Update the lines below by changing every "dark long hair" to "dark curly hair", leaving all else unchanged.

* START Data for this exercise *

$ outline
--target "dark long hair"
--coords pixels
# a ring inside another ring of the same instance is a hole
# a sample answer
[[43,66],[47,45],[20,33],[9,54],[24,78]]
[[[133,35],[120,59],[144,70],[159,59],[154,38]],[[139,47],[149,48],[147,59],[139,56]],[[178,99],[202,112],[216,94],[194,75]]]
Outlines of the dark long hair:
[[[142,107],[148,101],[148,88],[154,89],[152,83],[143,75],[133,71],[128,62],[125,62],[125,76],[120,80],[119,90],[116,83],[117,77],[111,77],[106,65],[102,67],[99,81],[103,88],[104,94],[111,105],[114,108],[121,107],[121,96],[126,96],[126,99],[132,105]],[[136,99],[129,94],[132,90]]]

* END Data for this exercise *

_Exercise response:_
$ outline
--target "dark curly hair"
--coords pixels
# a ring inside another ring of the same instance is a hole
# a sample answer
[[43,66],[47,45],[20,33],[9,54],[24,78]]
[[[133,35],[120,59],[144,70],[159,59],[154,38]],[[139,47],[149,48],[147,59],[139,56]],[[178,99],[202,112],[216,94],[194,75]]]
Outlines of the dark curly hair:
[[[142,107],[148,101],[148,88],[154,89],[152,83],[143,75],[133,71],[128,62],[125,62],[125,76],[120,80],[119,90],[116,83],[117,77],[111,77],[106,65],[102,67],[99,81],[103,88],[104,94],[111,105],[114,108],[121,107],[121,96],[126,96],[126,99],[132,105]],[[136,99],[129,94],[132,90]]]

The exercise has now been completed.